Copy the InnoDB crash recovery passage below word for word, from its first sentence to its last.

**DOCUMENT**
+ + +

Removing redo logs to speed up the recovery process is not
recommended, even if some data loss is acceptable. Removing
redo logs should only be considered an option after a clean
shutdown is performed, with
innodb_fast_shutdown set to
0 or 1.
Rolling back incomplete transactions: Any transactions that were active at the time of crash or fast shutdown. The time it takes to roll back an incomplete transaction can be three or four times the amount of time a transaction is active before it is interrupted, depending on server load.
You cannot cancel transactions that are in the process of
being rolled back. In extreme cases, when rolling back
transactions is expected to take an exceptionally long time,
it may be faster to start InnoDB with an
innodb_force_recovery setting
of 3 or greater. See
Forcing InnoDB Recovery for more
information.
Insert buffer merge: Applying changes from the insert buffer (part of the system tablespace) to leaf pages of secondary indexes, as the index pages are read to the buffer pool.
Purge: Deleting delete-marked records that are no longer visible for any active transaction.
The steps that follow redo log application do not depend on the redo log (other than for logging the writes) and are performed in parallel with normal processing. Of these, only rollback of incomplete transactions is special to crash recovery. The insert buffer merge and the purge are performed during normal processing.
After redo log application, InnoDB attempts to
accept connections as early as possible, to reduce downtime. As
part of crash recovery, InnoDB rolls back any
transactions that were not committed or in XA
PREPARE state when the server crashed. The rollback is
performed by a background thread, executed in parallel with
transactions from new connections. Until the rollback operation is
completed, new connections may encounter locking conflicts with
recovered transactions.

+ + +

**EXTRACTED ENTRIES**

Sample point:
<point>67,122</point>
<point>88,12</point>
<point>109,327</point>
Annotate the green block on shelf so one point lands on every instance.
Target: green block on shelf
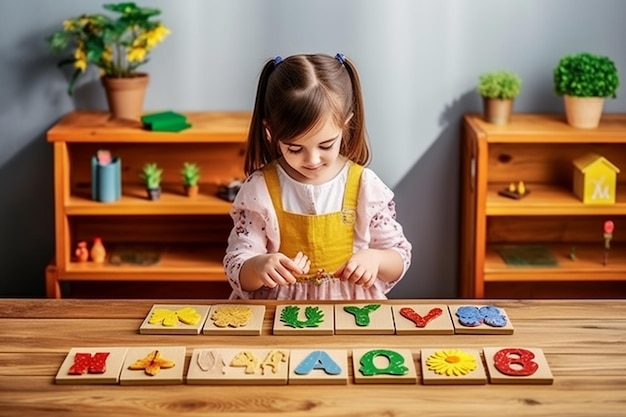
<point>161,117</point>
<point>172,127</point>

+ + +

**COMPLETE OUTPUT**
Removing redo logs to speed up the recovery process is not
recommended, even if some data loss is acceptable. Removing
redo logs should only be considered an option after a clean
shutdown is performed, with
innodb_fast_shutdown set to
0 or 1.
Rolling back incomplete transactions: Any transactions that were active at the time of crash or fast shutdown. The time it takes to roll back an incomplete transaction can be three or four times the amount of time a transaction is active before it is interrupted, depending on server load.
You cannot cancel transactions that are in the process of
being rolled back. In extreme cases, when rolling back
transactions is expected to take an exceptionally long time,
it may be faster to start InnoDB with an
innodb_force_recovery setting
of 3 or greater. See
Forcing InnoDB Recovery for more
information.
Insert buffer merge: Applying changes from the insert buffer (part of the system tablespace) to leaf pages of secondary indexes, as the index pages are read to the buffer pool.
Purge: Deleting delete-marked records that are no longer visible for any active transaction.
The steps that follow redo log application do not depend on the redo log (other than for logging the writes) and are performed in parallel with normal processing. Of these, only rollback of incomplete transactions is special to crash recovery. The insert buffer merge and the purge are performed during normal processing.
After redo log application, InnoDB attempts to
accept connections as early as possible, to reduce downtime. As
part of crash recovery, InnoDB rolls back any
transactions that were not committed or in XA
PREPARE state when the server crashed. The rollback is
performed by a background thread, executed in parallel with
transactions from new connections. Until the rollback operation is
completed, new connections may encounter locking conflicts with
recovered transactions.